SOURCE RECORDS:
━━━━

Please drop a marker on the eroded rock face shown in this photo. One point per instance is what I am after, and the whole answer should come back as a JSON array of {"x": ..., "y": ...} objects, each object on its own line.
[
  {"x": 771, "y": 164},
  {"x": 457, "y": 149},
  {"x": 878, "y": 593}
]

━━━━

TASK STATEMENT: Turn every line of the rows above into a JSON list of strings, one string per line, leaving out any blank lines.

RESPONSE TO THE EXERCISE:
[
  "Please drop a marker on the eroded rock face shown in this photo. One point per instance is what I am after, and the whole answer should come back as a JSON array of {\"x\": ..., \"y\": ...} objects, each object on its own line.",
  "[",
  "  {\"x\": 771, \"y\": 164},",
  "  {\"x\": 457, \"y\": 149},",
  "  {\"x\": 878, \"y\": 593}",
  "]"
]